■ **Exercise**
Write out only the part of the items that opens with the line containing "Spot the bus front" and closes at the end of the items, both ends included and requests kept. Scale every coordinate in the answers by 0.2 and round each to a whole number, with halves rounded up.

■ **Dataset extract**

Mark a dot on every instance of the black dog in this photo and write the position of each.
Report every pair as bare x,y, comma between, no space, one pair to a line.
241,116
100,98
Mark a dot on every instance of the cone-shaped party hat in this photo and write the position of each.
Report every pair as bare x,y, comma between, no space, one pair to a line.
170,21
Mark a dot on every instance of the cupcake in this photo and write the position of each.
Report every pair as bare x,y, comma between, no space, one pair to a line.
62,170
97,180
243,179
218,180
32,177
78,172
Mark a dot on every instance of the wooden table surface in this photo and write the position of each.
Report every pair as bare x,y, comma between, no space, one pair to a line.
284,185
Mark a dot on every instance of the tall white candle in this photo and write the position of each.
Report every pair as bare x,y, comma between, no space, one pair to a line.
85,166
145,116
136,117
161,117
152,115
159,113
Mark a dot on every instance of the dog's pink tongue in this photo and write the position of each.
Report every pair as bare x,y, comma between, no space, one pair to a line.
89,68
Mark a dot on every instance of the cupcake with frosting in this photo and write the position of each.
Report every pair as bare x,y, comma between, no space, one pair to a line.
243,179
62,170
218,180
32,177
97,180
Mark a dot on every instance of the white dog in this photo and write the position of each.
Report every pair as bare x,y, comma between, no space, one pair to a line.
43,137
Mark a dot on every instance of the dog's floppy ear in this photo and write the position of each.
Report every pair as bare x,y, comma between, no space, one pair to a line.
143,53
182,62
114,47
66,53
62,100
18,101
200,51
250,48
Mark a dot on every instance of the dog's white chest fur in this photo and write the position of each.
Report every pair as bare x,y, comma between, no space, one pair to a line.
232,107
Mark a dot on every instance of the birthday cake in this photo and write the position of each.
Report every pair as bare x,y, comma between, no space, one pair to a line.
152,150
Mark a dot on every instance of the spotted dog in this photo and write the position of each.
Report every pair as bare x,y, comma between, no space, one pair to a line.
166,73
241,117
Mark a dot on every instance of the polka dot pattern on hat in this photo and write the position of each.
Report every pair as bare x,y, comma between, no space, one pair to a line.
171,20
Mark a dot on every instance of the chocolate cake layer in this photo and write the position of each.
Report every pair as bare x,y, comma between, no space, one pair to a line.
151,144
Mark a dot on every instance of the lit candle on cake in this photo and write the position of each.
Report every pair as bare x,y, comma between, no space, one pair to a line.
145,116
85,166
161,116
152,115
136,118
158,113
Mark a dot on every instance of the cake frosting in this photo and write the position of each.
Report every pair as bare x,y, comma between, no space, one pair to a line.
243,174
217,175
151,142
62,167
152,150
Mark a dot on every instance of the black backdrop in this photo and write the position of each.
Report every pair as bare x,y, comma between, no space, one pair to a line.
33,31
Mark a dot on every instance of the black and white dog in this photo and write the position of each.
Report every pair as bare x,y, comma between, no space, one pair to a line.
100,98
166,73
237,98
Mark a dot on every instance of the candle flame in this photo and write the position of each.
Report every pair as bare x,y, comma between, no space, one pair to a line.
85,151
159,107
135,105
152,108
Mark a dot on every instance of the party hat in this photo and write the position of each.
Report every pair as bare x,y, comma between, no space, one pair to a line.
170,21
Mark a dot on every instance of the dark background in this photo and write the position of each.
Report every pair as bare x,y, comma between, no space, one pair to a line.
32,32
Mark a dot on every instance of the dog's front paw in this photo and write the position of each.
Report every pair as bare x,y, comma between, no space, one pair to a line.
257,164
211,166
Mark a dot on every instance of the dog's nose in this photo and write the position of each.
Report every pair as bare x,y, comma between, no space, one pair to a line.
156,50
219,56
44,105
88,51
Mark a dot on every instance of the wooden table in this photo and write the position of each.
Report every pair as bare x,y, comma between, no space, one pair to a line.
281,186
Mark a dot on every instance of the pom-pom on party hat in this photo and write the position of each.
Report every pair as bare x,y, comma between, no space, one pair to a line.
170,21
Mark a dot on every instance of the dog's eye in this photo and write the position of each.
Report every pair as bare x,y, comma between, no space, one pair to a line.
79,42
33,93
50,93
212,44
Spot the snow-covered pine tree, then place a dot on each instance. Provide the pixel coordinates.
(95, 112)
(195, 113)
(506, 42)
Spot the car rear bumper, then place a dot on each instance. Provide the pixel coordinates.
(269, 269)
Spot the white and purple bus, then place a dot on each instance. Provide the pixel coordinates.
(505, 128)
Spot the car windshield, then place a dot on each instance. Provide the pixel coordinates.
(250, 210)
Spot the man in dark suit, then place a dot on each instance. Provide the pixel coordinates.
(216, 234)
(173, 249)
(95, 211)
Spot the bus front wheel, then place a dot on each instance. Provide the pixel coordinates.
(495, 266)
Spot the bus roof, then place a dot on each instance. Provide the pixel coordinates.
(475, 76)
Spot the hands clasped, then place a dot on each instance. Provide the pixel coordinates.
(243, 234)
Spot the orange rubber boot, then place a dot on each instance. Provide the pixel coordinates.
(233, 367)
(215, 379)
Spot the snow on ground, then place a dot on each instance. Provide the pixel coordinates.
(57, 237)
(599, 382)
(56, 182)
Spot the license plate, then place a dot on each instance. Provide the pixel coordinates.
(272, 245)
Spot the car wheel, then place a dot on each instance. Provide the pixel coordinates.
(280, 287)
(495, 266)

■ **Full response**
Spot the bus front wheel, then place a dot on each instance. Provide the pixel coordinates.
(99, 53)
Spot the bus roof, then place a dot on each instance. Provide the pixel coordinates.
(95, 15)
Spot the hands clasped, then place a dot on each instance. Provide the pixel coordinates.
(49, 47)
Spot the orange rubber boot, then place a dot on each instance. Provide the pixel coordinates.
(47, 73)
(43, 76)
Spot the snow on ground, then place a dot on each instance. Provide the pixel coordinates.
(11, 47)
(120, 76)
(11, 36)
Spot the license plate, then place a dot on each instance. Provide the pixel coordinates.
(54, 49)
Spot the car wheel, then place a dot on each instance. Provide the pixel coordinates.
(56, 57)
(99, 53)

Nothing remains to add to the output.